Task brief:
Write out again only the lines running from the one that contains "tomato in the photo above." to the end of the records below, including both the first and the last.

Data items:
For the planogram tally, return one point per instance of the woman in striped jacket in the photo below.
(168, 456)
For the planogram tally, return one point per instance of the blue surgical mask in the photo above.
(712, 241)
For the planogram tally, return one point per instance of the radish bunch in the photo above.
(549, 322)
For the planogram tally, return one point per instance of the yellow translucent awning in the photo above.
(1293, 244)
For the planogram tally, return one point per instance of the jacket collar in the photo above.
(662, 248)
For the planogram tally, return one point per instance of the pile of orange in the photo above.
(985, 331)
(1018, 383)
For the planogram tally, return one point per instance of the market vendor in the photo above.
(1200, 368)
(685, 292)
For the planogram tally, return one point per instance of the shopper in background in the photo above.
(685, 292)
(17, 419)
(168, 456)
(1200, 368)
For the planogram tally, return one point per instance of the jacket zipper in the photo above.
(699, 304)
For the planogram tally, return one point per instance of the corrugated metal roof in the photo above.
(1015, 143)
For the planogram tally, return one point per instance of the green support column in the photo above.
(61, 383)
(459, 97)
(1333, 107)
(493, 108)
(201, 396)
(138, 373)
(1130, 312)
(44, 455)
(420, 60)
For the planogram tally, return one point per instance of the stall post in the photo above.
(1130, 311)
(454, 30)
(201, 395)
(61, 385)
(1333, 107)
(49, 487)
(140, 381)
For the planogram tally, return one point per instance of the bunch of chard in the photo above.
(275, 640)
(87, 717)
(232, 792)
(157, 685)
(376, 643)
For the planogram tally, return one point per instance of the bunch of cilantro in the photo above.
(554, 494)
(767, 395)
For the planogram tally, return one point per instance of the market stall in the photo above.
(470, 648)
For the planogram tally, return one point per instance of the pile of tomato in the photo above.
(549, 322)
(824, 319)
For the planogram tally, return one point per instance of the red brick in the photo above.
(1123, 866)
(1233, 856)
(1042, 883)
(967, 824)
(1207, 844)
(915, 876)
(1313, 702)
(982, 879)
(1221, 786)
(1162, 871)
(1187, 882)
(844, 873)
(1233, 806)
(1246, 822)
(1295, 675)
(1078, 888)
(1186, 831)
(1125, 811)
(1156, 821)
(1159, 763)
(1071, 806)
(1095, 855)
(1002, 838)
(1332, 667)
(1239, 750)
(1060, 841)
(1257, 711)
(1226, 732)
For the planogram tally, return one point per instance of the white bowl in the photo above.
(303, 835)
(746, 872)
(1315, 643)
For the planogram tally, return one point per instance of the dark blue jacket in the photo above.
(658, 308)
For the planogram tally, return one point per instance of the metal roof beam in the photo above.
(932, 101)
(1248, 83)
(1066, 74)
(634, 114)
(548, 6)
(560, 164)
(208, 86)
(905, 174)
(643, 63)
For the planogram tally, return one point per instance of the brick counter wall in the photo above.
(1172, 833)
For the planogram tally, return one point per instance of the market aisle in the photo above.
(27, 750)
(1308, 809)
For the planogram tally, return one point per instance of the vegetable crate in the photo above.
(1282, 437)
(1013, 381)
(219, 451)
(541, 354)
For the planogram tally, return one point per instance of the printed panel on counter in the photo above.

Response to the exercise:
For the planogram tally, return one point per instance of the pile of tomato in the photo above.
(549, 322)
(824, 319)
For the planogram tally, return one point per instance of the red brick in the photo above.
(1123, 866)
(1233, 856)
(1042, 883)
(967, 824)
(1207, 844)
(915, 876)
(1313, 702)
(982, 879)
(1221, 786)
(1162, 871)
(1187, 882)
(844, 873)
(1233, 806)
(1246, 822)
(1295, 675)
(1078, 888)
(1186, 831)
(1125, 811)
(1156, 821)
(1159, 763)
(1071, 806)
(1095, 855)
(1002, 838)
(1332, 667)
(1239, 750)
(1060, 841)
(1257, 711)
(1226, 732)
For the planogram tally, return one point per instance of the white bowl in the photo above.
(303, 835)
(746, 872)
(1315, 643)
For the planogram tally, return one point per instance of the dark blue jacket in the photo above.
(658, 308)
For the planogram tally, return one point per instance of the metal roof beam in the photo above.
(932, 101)
(1248, 83)
(1066, 74)
(634, 114)
(548, 6)
(560, 164)
(208, 86)
(905, 174)
(643, 63)
For the planogram tally, return one point per instance of the brick counter wall in the photo above.
(1172, 833)
For the planogram tally, return one point per instance of the market aisle in the photo above.
(27, 750)
(1308, 809)
For the planogram tally, return one point per instance of the vegetable crate in the photo above.
(1282, 437)
(1013, 381)
(219, 451)
(541, 354)
For the planogram tally, return one point per instance of the printed panel on counter in the photo above.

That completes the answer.